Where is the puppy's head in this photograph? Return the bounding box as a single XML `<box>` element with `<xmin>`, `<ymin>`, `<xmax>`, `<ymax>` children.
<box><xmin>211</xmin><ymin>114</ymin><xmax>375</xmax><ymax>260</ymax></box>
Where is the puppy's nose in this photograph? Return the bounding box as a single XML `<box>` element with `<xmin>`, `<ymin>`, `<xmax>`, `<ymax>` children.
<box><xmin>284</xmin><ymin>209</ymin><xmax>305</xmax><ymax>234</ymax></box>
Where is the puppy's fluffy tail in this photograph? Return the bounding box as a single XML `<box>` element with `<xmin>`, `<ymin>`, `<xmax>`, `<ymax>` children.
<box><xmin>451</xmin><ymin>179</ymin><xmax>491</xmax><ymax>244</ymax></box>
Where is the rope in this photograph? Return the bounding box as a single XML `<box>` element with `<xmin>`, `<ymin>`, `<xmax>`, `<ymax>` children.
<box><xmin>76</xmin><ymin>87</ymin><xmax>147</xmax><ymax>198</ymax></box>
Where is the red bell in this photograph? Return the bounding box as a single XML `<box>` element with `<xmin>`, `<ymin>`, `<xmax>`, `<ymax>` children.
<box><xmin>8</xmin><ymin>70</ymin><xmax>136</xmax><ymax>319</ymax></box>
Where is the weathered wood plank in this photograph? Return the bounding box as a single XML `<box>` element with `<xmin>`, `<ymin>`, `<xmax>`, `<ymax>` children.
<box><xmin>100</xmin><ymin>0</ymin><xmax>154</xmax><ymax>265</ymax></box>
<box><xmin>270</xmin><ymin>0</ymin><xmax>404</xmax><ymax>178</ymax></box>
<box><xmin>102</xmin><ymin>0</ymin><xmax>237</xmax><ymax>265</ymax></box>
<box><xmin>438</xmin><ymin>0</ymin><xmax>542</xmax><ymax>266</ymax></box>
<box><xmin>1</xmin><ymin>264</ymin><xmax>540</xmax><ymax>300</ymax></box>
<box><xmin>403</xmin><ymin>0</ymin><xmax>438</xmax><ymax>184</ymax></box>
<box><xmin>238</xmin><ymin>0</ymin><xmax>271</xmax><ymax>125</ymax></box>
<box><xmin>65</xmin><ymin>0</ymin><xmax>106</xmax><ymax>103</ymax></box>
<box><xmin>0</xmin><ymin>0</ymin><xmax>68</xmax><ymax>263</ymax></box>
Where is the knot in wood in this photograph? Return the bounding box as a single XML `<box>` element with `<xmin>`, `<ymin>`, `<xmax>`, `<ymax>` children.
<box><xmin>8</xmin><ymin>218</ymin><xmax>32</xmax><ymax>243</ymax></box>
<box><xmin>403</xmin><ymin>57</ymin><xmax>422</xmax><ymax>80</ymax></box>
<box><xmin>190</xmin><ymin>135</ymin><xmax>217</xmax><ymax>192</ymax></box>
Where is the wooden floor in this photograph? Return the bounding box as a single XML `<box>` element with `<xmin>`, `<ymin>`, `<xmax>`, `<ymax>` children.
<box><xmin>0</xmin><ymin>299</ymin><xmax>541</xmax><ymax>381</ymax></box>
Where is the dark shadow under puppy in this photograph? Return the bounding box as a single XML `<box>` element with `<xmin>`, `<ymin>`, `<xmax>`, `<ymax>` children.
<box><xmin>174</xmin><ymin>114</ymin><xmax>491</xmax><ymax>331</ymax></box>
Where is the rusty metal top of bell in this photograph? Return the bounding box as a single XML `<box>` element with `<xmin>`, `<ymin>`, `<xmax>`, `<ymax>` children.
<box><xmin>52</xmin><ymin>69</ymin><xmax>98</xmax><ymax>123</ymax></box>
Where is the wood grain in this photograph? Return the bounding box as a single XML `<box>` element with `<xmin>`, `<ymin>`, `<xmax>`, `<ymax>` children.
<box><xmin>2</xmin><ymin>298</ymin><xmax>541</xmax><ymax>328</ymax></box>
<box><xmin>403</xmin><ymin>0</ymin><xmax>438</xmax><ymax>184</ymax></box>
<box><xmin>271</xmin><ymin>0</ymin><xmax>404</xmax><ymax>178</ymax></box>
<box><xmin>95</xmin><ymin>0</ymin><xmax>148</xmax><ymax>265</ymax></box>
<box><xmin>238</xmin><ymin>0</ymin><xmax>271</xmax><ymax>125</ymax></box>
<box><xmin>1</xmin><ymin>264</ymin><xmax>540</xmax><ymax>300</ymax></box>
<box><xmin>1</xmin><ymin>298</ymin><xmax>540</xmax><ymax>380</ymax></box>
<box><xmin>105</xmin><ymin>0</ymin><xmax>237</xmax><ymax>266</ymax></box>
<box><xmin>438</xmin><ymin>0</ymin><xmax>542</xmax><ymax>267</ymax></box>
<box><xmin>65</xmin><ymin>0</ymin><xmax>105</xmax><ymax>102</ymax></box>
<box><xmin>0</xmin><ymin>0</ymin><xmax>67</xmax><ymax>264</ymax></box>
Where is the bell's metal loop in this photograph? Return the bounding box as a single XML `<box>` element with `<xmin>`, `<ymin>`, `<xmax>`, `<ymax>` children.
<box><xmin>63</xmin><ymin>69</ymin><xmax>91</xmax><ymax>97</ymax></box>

============================================================

Could you transcribe all of the entries exactly, leaving nothing out?

● Exercise result
Where is the puppy's head in this photograph? Return the bounding box as a single XML `<box>` element with `<xmin>`, `<ymin>`, `<xmax>`, `<ymax>` children.
<box><xmin>211</xmin><ymin>114</ymin><xmax>375</xmax><ymax>260</ymax></box>
Where is the puppy's nose in this photograph? Return the bounding box as a single XML `<box>` element with `<xmin>`, `<ymin>`, `<xmax>`, `<ymax>` children.
<box><xmin>284</xmin><ymin>209</ymin><xmax>305</xmax><ymax>234</ymax></box>
Where is the puppy's fluffy tail in this photograph? Return the bounding box as a single XML `<box>` element with `<xmin>`, `<ymin>`, `<xmax>`, `<ymax>` children.
<box><xmin>451</xmin><ymin>179</ymin><xmax>491</xmax><ymax>244</ymax></box>
Where is the rope in this photograph? Return the bounding box as a single XML `<box>` element with `<xmin>`, `<ymin>`, `<xmax>`, `<ymax>` children.
<box><xmin>76</xmin><ymin>87</ymin><xmax>147</xmax><ymax>198</ymax></box>
Where is the red bell in this photograph? Return the bounding box as a single XML `<box>` element with `<xmin>`, `<ymin>`, `<xmax>`, `<ymax>` children.
<box><xmin>8</xmin><ymin>70</ymin><xmax>136</xmax><ymax>319</ymax></box>
Where is the weathered wood plank in this photograph? Return the bounding box as a single XML `<box>` element with `<xmin>`, `<ymin>`, `<xmax>`, `<ymax>` children.
<box><xmin>100</xmin><ymin>0</ymin><xmax>154</xmax><ymax>265</ymax></box>
<box><xmin>270</xmin><ymin>0</ymin><xmax>404</xmax><ymax>178</ymax></box>
<box><xmin>102</xmin><ymin>0</ymin><xmax>237</xmax><ymax>265</ymax></box>
<box><xmin>438</xmin><ymin>0</ymin><xmax>542</xmax><ymax>266</ymax></box>
<box><xmin>1</xmin><ymin>264</ymin><xmax>540</xmax><ymax>300</ymax></box>
<box><xmin>403</xmin><ymin>0</ymin><xmax>438</xmax><ymax>184</ymax></box>
<box><xmin>238</xmin><ymin>0</ymin><xmax>271</xmax><ymax>125</ymax></box>
<box><xmin>65</xmin><ymin>0</ymin><xmax>106</xmax><ymax>103</ymax></box>
<box><xmin>0</xmin><ymin>0</ymin><xmax>68</xmax><ymax>263</ymax></box>
Where is the knot in wood in this photograph? Return the bounding box as a single XML `<box>` element with `<xmin>`, `<ymin>`, `<xmax>`, `<ymax>` children.
<box><xmin>8</xmin><ymin>218</ymin><xmax>32</xmax><ymax>243</ymax></box>
<box><xmin>403</xmin><ymin>57</ymin><xmax>422</xmax><ymax>80</ymax></box>
<box><xmin>190</xmin><ymin>135</ymin><xmax>217</xmax><ymax>192</ymax></box>
Where is the wooden floor in this photograph? Return the bounding box as a single XML `<box>` element with `<xmin>`, `<ymin>`, `<xmax>`, `<ymax>` children.
<box><xmin>0</xmin><ymin>299</ymin><xmax>541</xmax><ymax>381</ymax></box>
Where is the dark shadow under puppy in this photograph? Return the bounding box as a single XML `<box>` element with `<xmin>`, `<ymin>`, `<xmax>`, `<ymax>` children.
<box><xmin>174</xmin><ymin>114</ymin><xmax>491</xmax><ymax>331</ymax></box>
Where is the rusty metal top of bell in this photograph? Return the bounding box as a single XML `<box>` element with `<xmin>`, `<ymin>`, `<xmax>`, `<ymax>` children.
<box><xmin>52</xmin><ymin>69</ymin><xmax>98</xmax><ymax>123</ymax></box>
Where is the wood grain in this photograph? Return the bounding box as a single XML `<box>` element with `<xmin>`, `<ymin>`, `<xmax>`, `<ymax>` children.
<box><xmin>2</xmin><ymin>298</ymin><xmax>541</xmax><ymax>328</ymax></box>
<box><xmin>403</xmin><ymin>0</ymin><xmax>438</xmax><ymax>184</ymax></box>
<box><xmin>271</xmin><ymin>0</ymin><xmax>404</xmax><ymax>178</ymax></box>
<box><xmin>95</xmin><ymin>0</ymin><xmax>148</xmax><ymax>265</ymax></box>
<box><xmin>238</xmin><ymin>0</ymin><xmax>271</xmax><ymax>125</ymax></box>
<box><xmin>1</xmin><ymin>264</ymin><xmax>540</xmax><ymax>300</ymax></box>
<box><xmin>1</xmin><ymin>298</ymin><xmax>540</xmax><ymax>380</ymax></box>
<box><xmin>105</xmin><ymin>0</ymin><xmax>237</xmax><ymax>266</ymax></box>
<box><xmin>438</xmin><ymin>0</ymin><xmax>542</xmax><ymax>267</ymax></box>
<box><xmin>65</xmin><ymin>0</ymin><xmax>105</xmax><ymax>102</ymax></box>
<box><xmin>0</xmin><ymin>0</ymin><xmax>67</xmax><ymax>264</ymax></box>
Where is the bell's metal loop in this photograph? Return the bounding box as a single XML `<box>` element with `<xmin>`, `<ymin>`, `<xmax>`, `<ymax>` children.
<box><xmin>63</xmin><ymin>69</ymin><xmax>91</xmax><ymax>97</ymax></box>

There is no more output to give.